-- WHAT YOU WILL DO --
#1 Answer these from the passage on Indian pharmaceutical quality:
(a) What average compliance score did the 2019 USFDA report give drugs from India, and on what scale?
(b) Which region had the highest compliance number, and what was it?
(c) What share of Dr Reddy's total sales came from the US?
#2 Pick up the passage on Indian pharmaceutical quality after its last sentence and continue it in the same technical voice.

-- EXTRACT TO READ --
======

Quality and safety are the major aspects of any medicine for every citizen of any country, as it is affecting human life. Every manufacturer takes efforts to ensure that the systems, processes and regulations of manufacturing country and of those where they are exporting. 

The USFDA report of 2019 titled, ‘The State of Pharmaceutical Quality for CDER regulated drugs legally marketed in USA’, rates average compliance score of drugs from India as 6.8 in a scale of 1 to 10. In fact, amongst all the regions, India ranked lowest in USFDA’s scale of compliance. The highest compliance number, 7.7 was attributed to EU manufacturers followed by the US (7.6) and China (7.3). Even Rest of the World (ROW) scored higher (7.0) than India. 

Like IT sector, Indian pharmaceutical sector needs to now focus on change in perception on drugs from India. While most are still struggling to increase their sales in the US, there is momentum and is being aided by their new drug launches. For instance, in the first quarter of this financial year (FY21), Dr Reddy’s, whose US sales contribute the most at 39% (sales in India were at 14%) of total sales, saw a year-on-year growth of 6% in revenues from the
region along with new product launches in the US. Others too like Lupin and Cipla have also launched new products.

======

Dataset items:

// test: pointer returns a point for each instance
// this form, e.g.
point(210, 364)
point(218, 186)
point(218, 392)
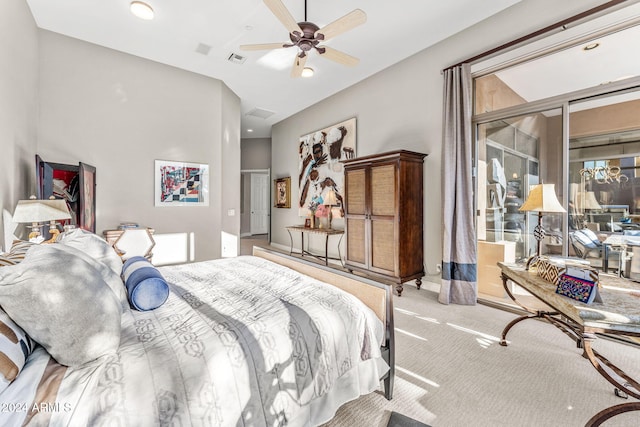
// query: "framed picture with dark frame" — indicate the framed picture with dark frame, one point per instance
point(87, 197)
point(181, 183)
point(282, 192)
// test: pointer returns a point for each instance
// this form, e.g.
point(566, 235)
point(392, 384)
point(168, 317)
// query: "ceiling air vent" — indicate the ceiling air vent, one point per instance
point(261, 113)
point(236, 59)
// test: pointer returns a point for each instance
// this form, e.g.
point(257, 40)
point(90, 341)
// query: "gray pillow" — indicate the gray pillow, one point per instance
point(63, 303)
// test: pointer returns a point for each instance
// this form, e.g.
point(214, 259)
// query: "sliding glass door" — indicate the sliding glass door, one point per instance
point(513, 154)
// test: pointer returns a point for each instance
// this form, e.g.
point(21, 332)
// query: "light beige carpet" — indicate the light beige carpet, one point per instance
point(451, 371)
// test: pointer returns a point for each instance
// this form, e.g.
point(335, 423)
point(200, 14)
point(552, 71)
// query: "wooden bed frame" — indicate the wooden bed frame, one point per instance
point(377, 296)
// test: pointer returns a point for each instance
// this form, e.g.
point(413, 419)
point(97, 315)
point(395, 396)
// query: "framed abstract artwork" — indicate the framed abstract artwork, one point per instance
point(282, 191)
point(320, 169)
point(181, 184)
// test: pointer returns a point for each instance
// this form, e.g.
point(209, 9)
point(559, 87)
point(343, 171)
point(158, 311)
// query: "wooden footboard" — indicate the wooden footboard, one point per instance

======

-- ANSWERS GIVEN --
#1
(a) 6.8, on a scale of 1 to 10.
(b) EU manufacturers, with 7.7.
(c) 39%.

#2
Bottle of facts:- According to health economic times
1. India amongst top five pharmaceutical industry
Globally, Indian pharma has outperformed to improve public health outcomes, it accounts for 60 percent of global vaccine production. India’s exports of generic drugs have also been growing at a very impressive rate of 24% per year for the last four years. Majority of exports is done to highly-regulated western markets. Even the cost of HIV/AIDS treatment has reduced to $400 per year from $12,000.

2. Indian Generics a boon to US Healthcare system
In last years, US healthcare system has saved almost $2 trillion due to usage of drugs from India.

This clearly indicates the efficiency of the Indian pharma sector in terms of quality and pricing.

3. Decreased OAI Inspection
According to USFDA data, when the issue was pointed out during inspections, the Indian organizations made healthful measures, and witnessed 4% inspection which is classified as Official Action Indicated (OAI) in 2018 as compared to 15% in 2017 indicating improvement in inspection outcomes. That means improvement in knowledge, quality culture, strength and capabilities of the Indian pharma have not been enormously improved.

4. Continuous training of drug inspectors to inspect total quality
The All India Drug Control Officers Confederation had organized workshops to train drug inspectors across the country. The Central Drugs Standard Control Organization is trying to strengthen Indian regulators through training so that they can match international standards. Around 150 drug inspectors residing in western India were trained at Gandhinagar, so that they improvise inspection skills. Similarly, such workshops were held at different regions across the country.

5. Developed guidelines for data reliability, investigations, process validation and good documentation practices
The Indian Pharmaceutical Alliance (IPA), consists of a group of leading Indian pharmaceutical companies such as Cipla, Lupin and Cadila Healthcare, had established a quality forum in May 2015 with the aim of total quality and not only compliance, with the help from McKinsey.